- Opening Delimiter -

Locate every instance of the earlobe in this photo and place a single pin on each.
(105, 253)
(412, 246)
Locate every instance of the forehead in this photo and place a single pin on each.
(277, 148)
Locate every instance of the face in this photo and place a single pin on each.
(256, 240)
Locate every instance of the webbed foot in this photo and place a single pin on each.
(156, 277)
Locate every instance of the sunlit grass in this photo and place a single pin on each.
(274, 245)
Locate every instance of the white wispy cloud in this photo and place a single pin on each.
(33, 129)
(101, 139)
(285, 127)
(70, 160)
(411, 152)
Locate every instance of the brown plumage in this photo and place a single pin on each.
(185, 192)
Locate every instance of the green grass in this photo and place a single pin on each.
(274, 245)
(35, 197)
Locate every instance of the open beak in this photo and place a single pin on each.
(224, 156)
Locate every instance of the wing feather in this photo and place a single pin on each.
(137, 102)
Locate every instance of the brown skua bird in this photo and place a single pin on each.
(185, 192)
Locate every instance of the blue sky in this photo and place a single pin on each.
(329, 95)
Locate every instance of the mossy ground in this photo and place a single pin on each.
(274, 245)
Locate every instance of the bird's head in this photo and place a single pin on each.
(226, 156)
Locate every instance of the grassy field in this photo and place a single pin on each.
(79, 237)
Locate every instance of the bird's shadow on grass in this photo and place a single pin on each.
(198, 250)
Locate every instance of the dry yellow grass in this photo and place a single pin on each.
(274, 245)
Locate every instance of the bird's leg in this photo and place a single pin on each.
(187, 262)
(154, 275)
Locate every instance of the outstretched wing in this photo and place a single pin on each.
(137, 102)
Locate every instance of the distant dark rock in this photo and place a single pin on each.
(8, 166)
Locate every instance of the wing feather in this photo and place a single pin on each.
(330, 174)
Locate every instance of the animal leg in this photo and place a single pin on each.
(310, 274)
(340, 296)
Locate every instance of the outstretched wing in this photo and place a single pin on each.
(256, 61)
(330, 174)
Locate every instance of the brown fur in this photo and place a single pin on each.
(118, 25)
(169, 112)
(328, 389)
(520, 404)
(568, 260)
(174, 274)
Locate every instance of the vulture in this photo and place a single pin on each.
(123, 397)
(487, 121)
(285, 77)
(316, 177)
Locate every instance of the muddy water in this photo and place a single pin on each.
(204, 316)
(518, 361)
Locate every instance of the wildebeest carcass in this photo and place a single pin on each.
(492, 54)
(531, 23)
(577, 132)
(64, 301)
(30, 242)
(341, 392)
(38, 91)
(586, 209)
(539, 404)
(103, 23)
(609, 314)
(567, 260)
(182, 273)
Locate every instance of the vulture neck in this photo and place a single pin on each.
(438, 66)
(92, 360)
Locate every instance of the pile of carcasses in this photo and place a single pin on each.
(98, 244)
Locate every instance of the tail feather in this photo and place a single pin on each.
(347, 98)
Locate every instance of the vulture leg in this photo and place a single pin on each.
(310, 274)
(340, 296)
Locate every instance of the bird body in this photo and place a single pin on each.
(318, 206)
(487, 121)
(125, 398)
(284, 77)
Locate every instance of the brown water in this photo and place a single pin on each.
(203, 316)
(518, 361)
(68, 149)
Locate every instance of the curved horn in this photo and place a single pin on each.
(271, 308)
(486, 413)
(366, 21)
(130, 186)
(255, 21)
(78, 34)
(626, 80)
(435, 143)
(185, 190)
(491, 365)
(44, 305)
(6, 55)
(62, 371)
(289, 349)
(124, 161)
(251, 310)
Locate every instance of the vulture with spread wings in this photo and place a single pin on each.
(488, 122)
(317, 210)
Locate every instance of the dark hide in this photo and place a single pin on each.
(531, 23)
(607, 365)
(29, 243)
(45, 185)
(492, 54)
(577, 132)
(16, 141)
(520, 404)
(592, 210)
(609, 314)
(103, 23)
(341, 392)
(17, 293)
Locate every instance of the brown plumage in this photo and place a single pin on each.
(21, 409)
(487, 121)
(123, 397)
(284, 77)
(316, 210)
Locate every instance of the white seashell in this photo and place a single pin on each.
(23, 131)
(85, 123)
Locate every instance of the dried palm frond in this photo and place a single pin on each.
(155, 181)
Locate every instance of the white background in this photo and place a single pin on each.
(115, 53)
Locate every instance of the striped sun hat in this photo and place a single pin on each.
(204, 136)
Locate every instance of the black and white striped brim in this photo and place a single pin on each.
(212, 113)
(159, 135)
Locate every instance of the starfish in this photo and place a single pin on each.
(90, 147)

- Closing Delimiter -

■ DIRECTIONS FOR THIS TASK ■
The material above is to be transcribed in full, exactly as it stands.

■ TASK OUTPUT ■
Locate every instance of the earlobe in this photo and place a single pin on each.
(105, 253)
(412, 246)
Locate every instance of the forehead in this photo and place a single pin on each.
(277, 148)
Locate every instance of the face in this photo and place a single pin on each.
(256, 240)
Locate every instance of the webbed foot in this photo and place a single pin on each.
(156, 277)
Locate every instance of the sunlit grass in this photo and place a single pin on each.
(274, 245)
Locate every instance of the white wispy cloud in this photo and place a single pin on each.
(33, 129)
(101, 139)
(285, 127)
(70, 160)
(411, 152)
Locate every instance of the brown plumage in this photo and place a single pin on each.
(185, 192)
Locate every instance of the green grass in this photo and place a single pin on each.
(274, 245)
(35, 197)
Locate every instance of the open beak in this photo and place a single pin on each.
(224, 156)
Locate every instance of the wing feather in this photo and place a single pin on each.
(137, 102)
Locate every instance of the brown skua bird in this photo and place a single pin on each.
(185, 192)
Locate every instance of the blue sky in this photo and place a single pin on each.
(329, 95)
Locate every instance of the mossy ground in this photo and place a single pin on each.
(274, 245)
Locate every instance of the bird's head in this photo and place a single pin on each.
(226, 156)
Locate every instance of the grassy field in this photo and place a single pin on each.
(79, 237)
Locate every instance of the bird's shadow on grass in this photo and place a single pin on each.
(198, 250)
Locate every instance of the dry yellow grass in this photo and place a single pin on each.
(274, 245)
Locate every instance of the bird's leg in this photo and place a single pin on each.
(187, 262)
(154, 275)
Locate every instance of the outstretched wing in this photo and place a single pin on each.
(137, 102)
Locate every instance of the distant dark rock in this photo and place a single pin on each.
(8, 166)
Locate every instance of the wing feather in this photo and place a single pin on each.
(330, 174)
Locate every instance of the animal leg in this photo and place a single pin on each.
(310, 274)
(340, 296)
Locate every instance of the outstretched wing in this photo and place a single pin on each.
(256, 61)
(330, 174)
Locate every instance of the brown fur in this photo and place a single pin on each.
(118, 25)
(169, 112)
(328, 389)
(520, 404)
(568, 260)
(174, 274)
Locate every instance of the vulture in this photo and place a single pin on each.
(123, 397)
(487, 121)
(285, 77)
(316, 177)
Locate every instance of the muddy water in this photo and place a single pin on each.
(204, 316)
(518, 361)
Locate every instance of the wildebeest carcass in this photo and place a single pin on each.
(492, 54)
(531, 23)
(577, 132)
(64, 301)
(30, 242)
(341, 392)
(38, 91)
(586, 209)
(539, 404)
(103, 23)
(609, 314)
(567, 260)
(182, 273)
Locate every instance of the vulture neck in this photo and place a single pin on each.
(438, 66)
(92, 360)
Locate every instance of the pile of carcasses in this photo and place a single pin on each.
(98, 244)
Locate every instance of the tail feather in this photo and place a single pin on each.
(347, 98)
Locate every instance of the vulture leg in this photo and place a single pin on each.
(310, 274)
(340, 296)
Locate every instance of the bird body in this photo and place a single pin on each.
(318, 206)
(487, 121)
(125, 398)
(284, 77)
Locate every instance of the brown water in this photo and place a single pin on each.
(203, 316)
(518, 361)
(68, 149)
Locate every instance of the curved horn in this photo and place a single pin on each.
(271, 308)
(486, 413)
(366, 21)
(130, 186)
(255, 21)
(78, 34)
(626, 80)
(435, 143)
(185, 190)
(491, 365)
(44, 305)
(6, 55)
(62, 371)
(289, 349)
(124, 161)
(251, 310)
Locate every instance of the vulture with spread wings in this photo and place a single pin on each.
(488, 122)
(317, 210)
Locate every instance of the dark hide in this photo and place a single pin on each.
(531, 23)
(607, 365)
(29, 243)
(45, 185)
(492, 54)
(577, 132)
(16, 141)
(520, 404)
(592, 210)
(609, 314)
(103, 23)
(341, 392)
(17, 293)
Locate every instance of the brown plumage in this photo and place a single pin on each.
(21, 409)
(487, 121)
(123, 397)
(284, 77)
(316, 210)
Locate every instance of the white seashell in this photo and place a single pin on each.
(23, 131)
(85, 123)
Locate every instance of the dried palm frond in this photo and place a single pin on each.
(155, 181)
Locate every instance of the white background in this photo and place a single pin on each.
(115, 53)
Locate every instance of the striped sun hat in this photo and place a single pin on each.
(204, 136)
Locate every instance of the black and white striped brim in this photo and place a single pin on each.
(212, 113)
(159, 135)
Locate every instance of the starfish in this photo and place a single pin on each.
(90, 147)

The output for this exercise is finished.